*Brief*
Write out the stretch of the listing below from the line containing "Target: black shorts" through the end of the listing, keeping every line unchanged and leaving out the pictures.

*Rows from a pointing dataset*
— Begin —

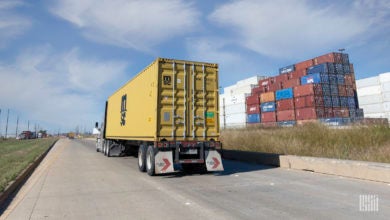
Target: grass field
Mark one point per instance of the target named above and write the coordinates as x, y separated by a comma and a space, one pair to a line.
354, 143
16, 155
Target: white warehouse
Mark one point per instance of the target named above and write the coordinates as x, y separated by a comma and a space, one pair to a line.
374, 96
232, 106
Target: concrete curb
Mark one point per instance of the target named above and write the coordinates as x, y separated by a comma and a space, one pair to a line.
379, 172
22, 178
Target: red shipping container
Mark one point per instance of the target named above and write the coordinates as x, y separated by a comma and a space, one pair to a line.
309, 113
300, 102
287, 115
304, 64
297, 74
285, 104
253, 109
268, 117
342, 90
328, 113
350, 91
341, 112
291, 83
348, 80
308, 89
253, 99
314, 101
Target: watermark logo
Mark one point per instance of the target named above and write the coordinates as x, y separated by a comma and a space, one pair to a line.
368, 203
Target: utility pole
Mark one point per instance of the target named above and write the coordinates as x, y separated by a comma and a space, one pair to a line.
6, 126
17, 124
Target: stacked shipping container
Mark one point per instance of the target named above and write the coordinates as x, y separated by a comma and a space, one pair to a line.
320, 88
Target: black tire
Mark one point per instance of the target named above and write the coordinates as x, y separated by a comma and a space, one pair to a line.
150, 166
142, 158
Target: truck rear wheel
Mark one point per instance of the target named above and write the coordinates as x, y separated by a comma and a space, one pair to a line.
142, 158
150, 166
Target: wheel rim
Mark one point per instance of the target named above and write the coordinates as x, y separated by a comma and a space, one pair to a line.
149, 162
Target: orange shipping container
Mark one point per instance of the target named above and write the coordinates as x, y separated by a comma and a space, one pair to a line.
267, 97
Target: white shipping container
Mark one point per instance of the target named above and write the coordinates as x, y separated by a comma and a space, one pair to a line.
372, 81
374, 108
385, 86
370, 99
251, 80
369, 90
235, 99
386, 106
386, 97
236, 108
384, 77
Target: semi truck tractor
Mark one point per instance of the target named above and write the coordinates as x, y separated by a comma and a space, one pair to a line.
168, 116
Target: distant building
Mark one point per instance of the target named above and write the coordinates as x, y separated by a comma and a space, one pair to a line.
232, 102
374, 96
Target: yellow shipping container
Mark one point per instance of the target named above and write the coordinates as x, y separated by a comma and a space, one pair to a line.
172, 100
267, 97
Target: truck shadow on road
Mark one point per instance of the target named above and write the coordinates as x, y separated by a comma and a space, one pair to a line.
230, 167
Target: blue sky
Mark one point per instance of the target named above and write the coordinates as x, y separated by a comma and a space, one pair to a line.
61, 59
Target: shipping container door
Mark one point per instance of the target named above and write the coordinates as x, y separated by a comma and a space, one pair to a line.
189, 102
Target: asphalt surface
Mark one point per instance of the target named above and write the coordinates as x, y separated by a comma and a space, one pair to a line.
76, 182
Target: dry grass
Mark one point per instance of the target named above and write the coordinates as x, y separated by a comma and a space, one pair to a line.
354, 143
16, 155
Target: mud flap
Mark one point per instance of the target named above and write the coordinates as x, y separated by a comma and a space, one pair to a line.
163, 162
213, 161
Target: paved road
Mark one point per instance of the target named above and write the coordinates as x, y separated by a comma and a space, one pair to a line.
75, 182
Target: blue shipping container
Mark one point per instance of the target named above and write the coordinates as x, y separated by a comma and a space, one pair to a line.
315, 78
287, 69
284, 94
268, 107
287, 123
253, 118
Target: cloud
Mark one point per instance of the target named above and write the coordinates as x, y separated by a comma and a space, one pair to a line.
233, 65
11, 24
60, 90
285, 29
132, 24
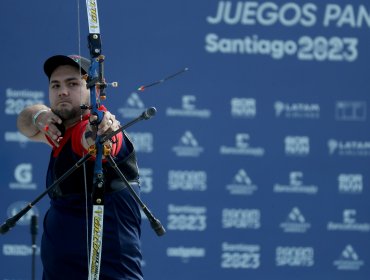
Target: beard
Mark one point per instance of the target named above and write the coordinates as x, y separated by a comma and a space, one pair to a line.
68, 114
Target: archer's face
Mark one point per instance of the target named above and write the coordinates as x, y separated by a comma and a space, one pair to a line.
67, 91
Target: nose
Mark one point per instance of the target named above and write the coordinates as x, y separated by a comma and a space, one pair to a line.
63, 91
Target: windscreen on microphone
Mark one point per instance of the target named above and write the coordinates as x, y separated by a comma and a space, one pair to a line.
149, 113
61, 128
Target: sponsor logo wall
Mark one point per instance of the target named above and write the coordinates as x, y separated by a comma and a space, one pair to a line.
257, 161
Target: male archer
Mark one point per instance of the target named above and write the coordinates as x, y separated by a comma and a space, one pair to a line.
68, 129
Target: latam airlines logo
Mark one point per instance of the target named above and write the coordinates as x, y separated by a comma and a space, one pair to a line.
23, 177
188, 146
349, 148
242, 147
243, 107
351, 111
188, 109
296, 185
349, 223
186, 253
16, 100
242, 184
133, 108
295, 222
348, 260
297, 110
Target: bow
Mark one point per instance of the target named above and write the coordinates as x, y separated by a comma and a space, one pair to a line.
96, 84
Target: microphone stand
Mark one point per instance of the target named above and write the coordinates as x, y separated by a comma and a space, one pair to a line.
34, 231
155, 223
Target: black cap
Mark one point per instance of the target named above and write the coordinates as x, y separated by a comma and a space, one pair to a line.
75, 60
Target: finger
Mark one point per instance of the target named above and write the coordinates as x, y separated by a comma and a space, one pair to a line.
47, 133
55, 119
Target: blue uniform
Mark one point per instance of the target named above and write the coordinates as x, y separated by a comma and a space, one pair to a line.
65, 241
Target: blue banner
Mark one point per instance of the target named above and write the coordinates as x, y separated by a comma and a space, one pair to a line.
257, 161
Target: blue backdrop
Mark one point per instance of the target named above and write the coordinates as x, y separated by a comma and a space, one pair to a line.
257, 162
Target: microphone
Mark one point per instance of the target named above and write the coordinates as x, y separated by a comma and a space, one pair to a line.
34, 225
147, 114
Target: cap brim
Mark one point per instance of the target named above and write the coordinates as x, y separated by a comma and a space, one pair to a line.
53, 62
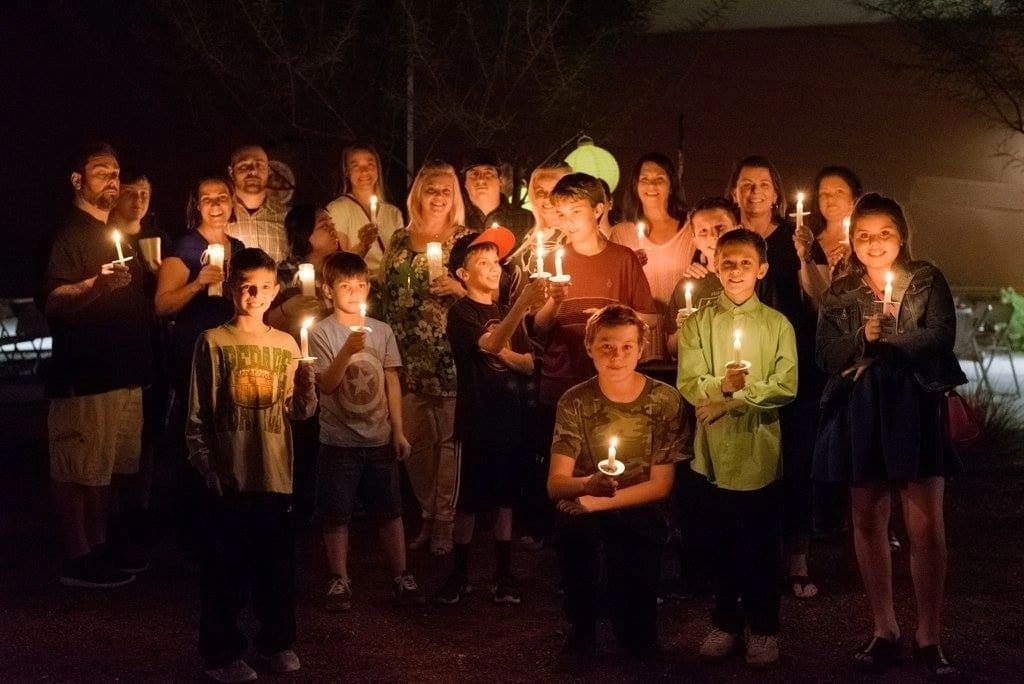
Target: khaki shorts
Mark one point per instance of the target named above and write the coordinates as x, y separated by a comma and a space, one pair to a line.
94, 436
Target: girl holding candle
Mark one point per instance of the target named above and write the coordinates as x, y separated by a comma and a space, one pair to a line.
365, 225
881, 425
416, 307
638, 419
756, 186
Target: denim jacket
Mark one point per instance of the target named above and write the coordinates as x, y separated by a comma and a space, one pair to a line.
926, 330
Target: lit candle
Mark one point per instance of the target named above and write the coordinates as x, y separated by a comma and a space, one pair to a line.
374, 206
304, 337
215, 256
434, 266
117, 244
307, 276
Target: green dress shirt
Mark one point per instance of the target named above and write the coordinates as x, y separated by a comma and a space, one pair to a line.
739, 451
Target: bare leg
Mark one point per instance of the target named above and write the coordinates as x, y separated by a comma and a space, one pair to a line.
70, 499
392, 536
336, 543
926, 527
870, 507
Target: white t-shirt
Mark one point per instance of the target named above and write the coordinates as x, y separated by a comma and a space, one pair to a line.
356, 413
348, 217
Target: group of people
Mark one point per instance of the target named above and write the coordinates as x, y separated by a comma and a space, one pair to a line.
596, 385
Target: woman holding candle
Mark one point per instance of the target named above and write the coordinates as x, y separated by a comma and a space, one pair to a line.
364, 219
416, 307
756, 186
881, 425
620, 421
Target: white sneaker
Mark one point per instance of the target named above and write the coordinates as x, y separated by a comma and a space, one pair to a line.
717, 645
762, 650
232, 673
284, 663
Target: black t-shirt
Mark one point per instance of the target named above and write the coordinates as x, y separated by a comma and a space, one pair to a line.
104, 345
493, 400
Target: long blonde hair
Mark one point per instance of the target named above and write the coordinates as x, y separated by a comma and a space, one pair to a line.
428, 172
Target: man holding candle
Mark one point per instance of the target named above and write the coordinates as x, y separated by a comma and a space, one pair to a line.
101, 358
737, 365
639, 419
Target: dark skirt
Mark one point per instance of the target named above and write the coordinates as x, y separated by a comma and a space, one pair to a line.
884, 427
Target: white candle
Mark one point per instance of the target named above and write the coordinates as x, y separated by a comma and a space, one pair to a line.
307, 276
434, 266
374, 206
215, 256
304, 337
117, 244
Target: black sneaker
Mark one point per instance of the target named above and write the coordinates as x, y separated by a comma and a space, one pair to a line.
454, 589
407, 591
506, 592
90, 571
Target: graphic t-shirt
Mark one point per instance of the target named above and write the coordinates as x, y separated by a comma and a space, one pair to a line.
649, 429
493, 399
240, 402
611, 276
356, 413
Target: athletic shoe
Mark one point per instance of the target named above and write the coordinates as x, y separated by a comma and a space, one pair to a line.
762, 650
232, 673
283, 663
454, 589
506, 592
717, 645
407, 591
339, 595
91, 571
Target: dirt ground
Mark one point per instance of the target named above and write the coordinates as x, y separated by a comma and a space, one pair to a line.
147, 631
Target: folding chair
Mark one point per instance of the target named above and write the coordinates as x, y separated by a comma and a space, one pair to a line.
994, 339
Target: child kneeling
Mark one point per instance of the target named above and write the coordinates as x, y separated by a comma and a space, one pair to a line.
640, 418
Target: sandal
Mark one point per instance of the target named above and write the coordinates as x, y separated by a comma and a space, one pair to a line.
878, 654
803, 582
933, 658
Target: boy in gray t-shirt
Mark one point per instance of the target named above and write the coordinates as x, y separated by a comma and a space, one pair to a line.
361, 436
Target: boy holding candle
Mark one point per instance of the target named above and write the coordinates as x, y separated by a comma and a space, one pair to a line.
361, 434
737, 365
494, 404
246, 385
640, 419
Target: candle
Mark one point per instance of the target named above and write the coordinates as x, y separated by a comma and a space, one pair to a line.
612, 443
215, 257
304, 337
117, 244
374, 206
434, 266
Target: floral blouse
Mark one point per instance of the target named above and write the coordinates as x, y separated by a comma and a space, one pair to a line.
418, 317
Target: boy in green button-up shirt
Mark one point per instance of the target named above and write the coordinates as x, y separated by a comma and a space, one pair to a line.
737, 442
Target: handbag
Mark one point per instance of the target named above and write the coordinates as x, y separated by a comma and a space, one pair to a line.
962, 424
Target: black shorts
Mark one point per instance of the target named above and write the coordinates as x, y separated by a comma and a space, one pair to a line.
491, 477
346, 472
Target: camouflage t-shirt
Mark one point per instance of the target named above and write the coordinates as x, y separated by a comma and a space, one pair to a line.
649, 429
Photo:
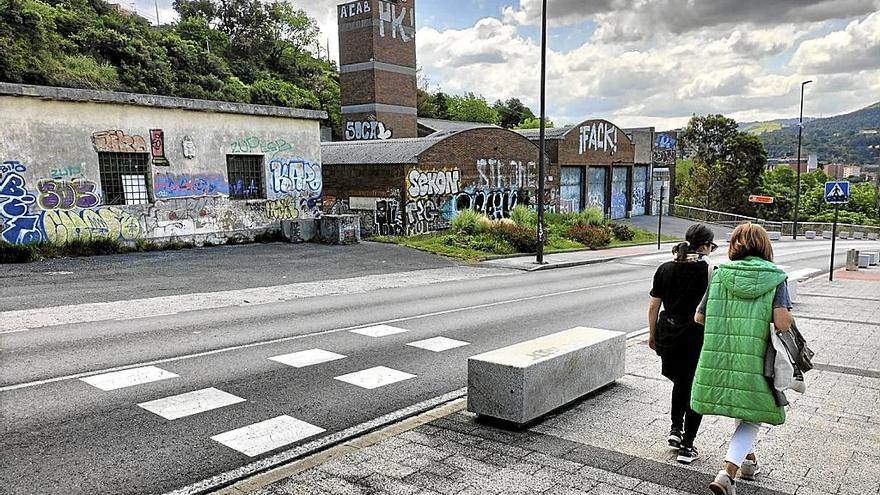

— End —

*Task result*
Target: black shorts
Mark one point per instance of the target named above and write the coordinates as x, y separated by a comma and a space, one pair to a line.
491, 477
346, 472
Target: camouflage t-shirt
Mark one point per instance of the target named above and write the coordinates as x, y separated by a comma and a space, one pair to a line.
649, 429
Photo:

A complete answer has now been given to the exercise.